- _Assignment_:
Every record must appear in the response exactly as given.
+ + +
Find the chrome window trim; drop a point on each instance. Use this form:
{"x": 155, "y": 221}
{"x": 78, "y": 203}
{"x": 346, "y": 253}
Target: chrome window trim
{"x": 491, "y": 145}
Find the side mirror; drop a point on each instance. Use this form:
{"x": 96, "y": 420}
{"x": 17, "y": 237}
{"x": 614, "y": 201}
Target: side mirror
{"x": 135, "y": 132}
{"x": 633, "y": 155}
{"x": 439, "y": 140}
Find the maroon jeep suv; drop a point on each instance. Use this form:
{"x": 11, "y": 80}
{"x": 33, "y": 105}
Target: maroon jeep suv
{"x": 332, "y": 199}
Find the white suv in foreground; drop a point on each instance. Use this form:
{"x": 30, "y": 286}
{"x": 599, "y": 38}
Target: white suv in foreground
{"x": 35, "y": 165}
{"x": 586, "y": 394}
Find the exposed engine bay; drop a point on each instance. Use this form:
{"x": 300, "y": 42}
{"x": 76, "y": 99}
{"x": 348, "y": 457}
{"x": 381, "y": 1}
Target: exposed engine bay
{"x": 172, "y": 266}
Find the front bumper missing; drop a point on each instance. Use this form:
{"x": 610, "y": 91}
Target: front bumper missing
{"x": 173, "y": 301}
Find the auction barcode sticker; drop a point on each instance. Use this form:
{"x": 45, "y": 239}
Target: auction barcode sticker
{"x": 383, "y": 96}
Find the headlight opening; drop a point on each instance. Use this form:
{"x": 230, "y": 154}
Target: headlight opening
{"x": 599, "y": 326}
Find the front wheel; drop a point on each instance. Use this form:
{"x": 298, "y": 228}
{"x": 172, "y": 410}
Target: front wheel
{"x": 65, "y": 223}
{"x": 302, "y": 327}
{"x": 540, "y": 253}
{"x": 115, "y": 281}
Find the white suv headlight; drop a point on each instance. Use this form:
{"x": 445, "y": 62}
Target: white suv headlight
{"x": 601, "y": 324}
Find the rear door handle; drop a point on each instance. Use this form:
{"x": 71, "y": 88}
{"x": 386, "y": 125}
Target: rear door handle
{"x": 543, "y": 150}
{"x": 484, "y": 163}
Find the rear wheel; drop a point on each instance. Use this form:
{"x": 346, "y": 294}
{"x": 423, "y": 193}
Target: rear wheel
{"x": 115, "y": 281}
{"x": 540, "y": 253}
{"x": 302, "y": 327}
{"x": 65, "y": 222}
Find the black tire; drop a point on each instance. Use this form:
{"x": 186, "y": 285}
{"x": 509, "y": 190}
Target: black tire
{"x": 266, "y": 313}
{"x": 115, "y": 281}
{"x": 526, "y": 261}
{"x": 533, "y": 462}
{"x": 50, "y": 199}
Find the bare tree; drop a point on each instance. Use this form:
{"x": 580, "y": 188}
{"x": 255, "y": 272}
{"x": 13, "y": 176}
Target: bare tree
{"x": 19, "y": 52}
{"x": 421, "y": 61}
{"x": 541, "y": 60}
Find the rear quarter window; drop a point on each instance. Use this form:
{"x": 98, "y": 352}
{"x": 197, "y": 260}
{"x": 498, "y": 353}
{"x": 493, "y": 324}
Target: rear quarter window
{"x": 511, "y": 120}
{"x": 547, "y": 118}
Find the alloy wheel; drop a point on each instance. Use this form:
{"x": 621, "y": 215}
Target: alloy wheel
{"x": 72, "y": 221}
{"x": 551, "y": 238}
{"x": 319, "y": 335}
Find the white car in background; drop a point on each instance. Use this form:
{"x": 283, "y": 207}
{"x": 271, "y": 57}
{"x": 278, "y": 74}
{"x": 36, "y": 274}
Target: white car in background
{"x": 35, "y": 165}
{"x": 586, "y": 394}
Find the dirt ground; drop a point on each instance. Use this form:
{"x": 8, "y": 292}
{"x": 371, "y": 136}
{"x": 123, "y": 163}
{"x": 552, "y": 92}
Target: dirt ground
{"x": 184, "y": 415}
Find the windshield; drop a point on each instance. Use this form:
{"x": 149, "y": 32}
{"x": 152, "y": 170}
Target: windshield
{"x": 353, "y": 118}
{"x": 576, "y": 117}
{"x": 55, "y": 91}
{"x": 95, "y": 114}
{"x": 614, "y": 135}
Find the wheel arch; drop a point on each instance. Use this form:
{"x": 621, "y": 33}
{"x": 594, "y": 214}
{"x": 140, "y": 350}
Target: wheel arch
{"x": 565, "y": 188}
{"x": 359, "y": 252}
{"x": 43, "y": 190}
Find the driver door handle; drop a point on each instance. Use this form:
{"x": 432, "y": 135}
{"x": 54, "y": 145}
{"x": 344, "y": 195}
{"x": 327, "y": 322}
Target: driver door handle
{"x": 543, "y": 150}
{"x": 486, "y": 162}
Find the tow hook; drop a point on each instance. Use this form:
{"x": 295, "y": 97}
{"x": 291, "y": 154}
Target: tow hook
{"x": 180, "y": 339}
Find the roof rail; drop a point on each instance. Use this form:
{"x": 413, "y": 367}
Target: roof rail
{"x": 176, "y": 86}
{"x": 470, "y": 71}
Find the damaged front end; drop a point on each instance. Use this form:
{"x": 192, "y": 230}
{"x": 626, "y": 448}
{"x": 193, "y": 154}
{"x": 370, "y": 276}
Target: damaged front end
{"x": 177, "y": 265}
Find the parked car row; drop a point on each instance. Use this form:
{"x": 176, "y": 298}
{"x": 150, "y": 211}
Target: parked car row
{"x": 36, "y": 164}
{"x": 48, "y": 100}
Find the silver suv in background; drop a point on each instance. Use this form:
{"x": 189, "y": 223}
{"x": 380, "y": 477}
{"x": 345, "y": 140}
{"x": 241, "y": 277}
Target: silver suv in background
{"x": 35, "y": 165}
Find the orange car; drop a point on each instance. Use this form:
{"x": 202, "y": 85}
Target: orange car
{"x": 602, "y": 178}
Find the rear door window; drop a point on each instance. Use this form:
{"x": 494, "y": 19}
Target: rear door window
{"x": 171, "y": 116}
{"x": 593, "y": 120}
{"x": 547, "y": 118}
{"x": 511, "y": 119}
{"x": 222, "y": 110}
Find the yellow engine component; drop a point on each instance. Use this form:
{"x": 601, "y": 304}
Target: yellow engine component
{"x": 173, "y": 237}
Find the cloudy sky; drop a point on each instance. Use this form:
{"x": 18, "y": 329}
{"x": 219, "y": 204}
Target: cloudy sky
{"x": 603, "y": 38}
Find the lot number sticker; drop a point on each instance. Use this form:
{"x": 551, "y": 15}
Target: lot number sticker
+ + +
- _Solution to this exercise_:
Find the chrome window trim; drop a point on each instance. Use this form:
{"x": 155, "y": 221}
{"x": 78, "y": 203}
{"x": 346, "y": 253}
Target: chrome window trim
{"x": 491, "y": 145}
Find the side mirror; drop a point on each instance. Use this form:
{"x": 96, "y": 420}
{"x": 17, "y": 237}
{"x": 614, "y": 201}
Target: side mirror
{"x": 135, "y": 132}
{"x": 633, "y": 155}
{"x": 439, "y": 140}
Find the maroon jeep suv; drop a point on each instance. Use this form:
{"x": 11, "y": 80}
{"x": 33, "y": 105}
Target: maroon jeep suv
{"x": 332, "y": 199}
Find the white suv in foreground; drop a point on each instance. Use this form:
{"x": 30, "y": 286}
{"x": 599, "y": 38}
Target: white suv in foreground
{"x": 35, "y": 165}
{"x": 586, "y": 394}
Find the exposed engine bay; drop a point on each instance. Use this form:
{"x": 300, "y": 42}
{"x": 76, "y": 99}
{"x": 348, "y": 457}
{"x": 381, "y": 1}
Target: exposed engine bay
{"x": 172, "y": 266}
Find the front bumper missing; drop a point on each instance. Use this form:
{"x": 610, "y": 91}
Target: front bumper missing
{"x": 173, "y": 301}
Find the auction barcode sticker; drop a point on each instance. Use this form:
{"x": 45, "y": 239}
Target: auction barcode sticker
{"x": 383, "y": 96}
Find the headlight opening; drop a point on each instance. Use this form:
{"x": 230, "y": 154}
Target: headlight opening
{"x": 599, "y": 326}
Find the front wheel; drop a point on each instance. Use this form:
{"x": 298, "y": 228}
{"x": 172, "y": 410}
Target: front wheel
{"x": 65, "y": 223}
{"x": 302, "y": 327}
{"x": 540, "y": 253}
{"x": 115, "y": 281}
Find the white suv headlight; drop a point on each instance. Use this form:
{"x": 445, "y": 62}
Target: white suv headlight
{"x": 601, "y": 324}
Find the rear door handle; drop a point on each instance. Use this form:
{"x": 71, "y": 88}
{"x": 386, "y": 125}
Target: rear door handle
{"x": 543, "y": 150}
{"x": 484, "y": 163}
Find the rear wheel; drop a point on each instance. Use this form:
{"x": 346, "y": 294}
{"x": 423, "y": 193}
Target: rear wheel
{"x": 115, "y": 281}
{"x": 540, "y": 253}
{"x": 302, "y": 327}
{"x": 65, "y": 222}
Find the black tire; drop a point on each instance. Use this form:
{"x": 186, "y": 285}
{"x": 509, "y": 190}
Target: black tire
{"x": 266, "y": 313}
{"x": 115, "y": 281}
{"x": 526, "y": 261}
{"x": 533, "y": 462}
{"x": 50, "y": 199}
Find the bare tree; drop a point on each instance. Use this form:
{"x": 580, "y": 188}
{"x": 255, "y": 272}
{"x": 13, "y": 176}
Target: bare tree
{"x": 19, "y": 52}
{"x": 421, "y": 61}
{"x": 541, "y": 60}
Find the rear quarter window; drop a point on each instance. Use this form:
{"x": 98, "y": 352}
{"x": 197, "y": 260}
{"x": 498, "y": 353}
{"x": 493, "y": 324}
Target: rear quarter window
{"x": 511, "y": 120}
{"x": 547, "y": 118}
Find the alloy wheel; drop a point on each instance. Use this form:
{"x": 621, "y": 215}
Target: alloy wheel
{"x": 72, "y": 221}
{"x": 551, "y": 238}
{"x": 319, "y": 335}
Find the white car in background; drop a point on each instance. Use this form:
{"x": 283, "y": 207}
{"x": 271, "y": 57}
{"x": 278, "y": 74}
{"x": 36, "y": 274}
Target: white car in background
{"x": 35, "y": 165}
{"x": 586, "y": 394}
Find the dirt ground; drop a point on each instance. Use this form:
{"x": 8, "y": 292}
{"x": 371, "y": 136}
{"x": 123, "y": 163}
{"x": 552, "y": 92}
Target: dirt ground
{"x": 184, "y": 415}
Find the windshield; drop a point on each instance. Use this form:
{"x": 149, "y": 32}
{"x": 152, "y": 170}
Target: windshield
{"x": 353, "y": 118}
{"x": 576, "y": 117}
{"x": 55, "y": 91}
{"x": 95, "y": 114}
{"x": 614, "y": 135}
Find the wheel arch; drop a point on each instance. Use this form:
{"x": 621, "y": 33}
{"x": 594, "y": 214}
{"x": 140, "y": 350}
Target: wheel arch
{"x": 565, "y": 188}
{"x": 359, "y": 252}
{"x": 43, "y": 190}
Find the driver door handle; drop a point on each instance. Use this form:
{"x": 432, "y": 135}
{"x": 54, "y": 145}
{"x": 344, "y": 195}
{"x": 327, "y": 322}
Target: driver door handle
{"x": 543, "y": 150}
{"x": 486, "y": 162}
Find the tow hook; drop a point on each instance. Use this form:
{"x": 295, "y": 97}
{"x": 291, "y": 154}
Target: tow hook
{"x": 180, "y": 339}
Find the roof rail; drop a point on each instance. Use this form:
{"x": 413, "y": 367}
Target: roof rail
{"x": 176, "y": 86}
{"x": 470, "y": 71}
Find the damaged front end; drop a point on each instance. Use this form:
{"x": 192, "y": 230}
{"x": 626, "y": 448}
{"x": 193, "y": 154}
{"x": 370, "y": 276}
Target: damaged front end
{"x": 177, "y": 265}
Find the parked car row; drop a point on each instance. Use this form:
{"x": 176, "y": 298}
{"x": 150, "y": 211}
Target: parked car row
{"x": 36, "y": 164}
{"x": 48, "y": 100}
Find the silver suv in background; drop a point on each instance. Use this form:
{"x": 189, "y": 223}
{"x": 380, "y": 477}
{"x": 345, "y": 140}
{"x": 241, "y": 277}
Target: silver suv in background
{"x": 35, "y": 165}
Find the orange car; drop a point on each instance. Use this form:
{"x": 202, "y": 85}
Target: orange car
{"x": 602, "y": 178}
Find the rear door window; drop a point on each instance. Use this form:
{"x": 494, "y": 19}
Target: rear door window
{"x": 171, "y": 116}
{"x": 593, "y": 120}
{"x": 547, "y": 118}
{"x": 511, "y": 119}
{"x": 222, "y": 110}
Find the yellow engine component; drop a point on each instance. Use this form:
{"x": 601, "y": 304}
Target: yellow engine component
{"x": 173, "y": 237}
Find the cloudy sky; drop a point on each instance. Use this form:
{"x": 18, "y": 329}
{"x": 219, "y": 204}
Target: cloudy sky
{"x": 603, "y": 38}
Find the lot number sticker; drop a point on each instance. Use this form:
{"x": 551, "y": 15}
Target: lot number sticker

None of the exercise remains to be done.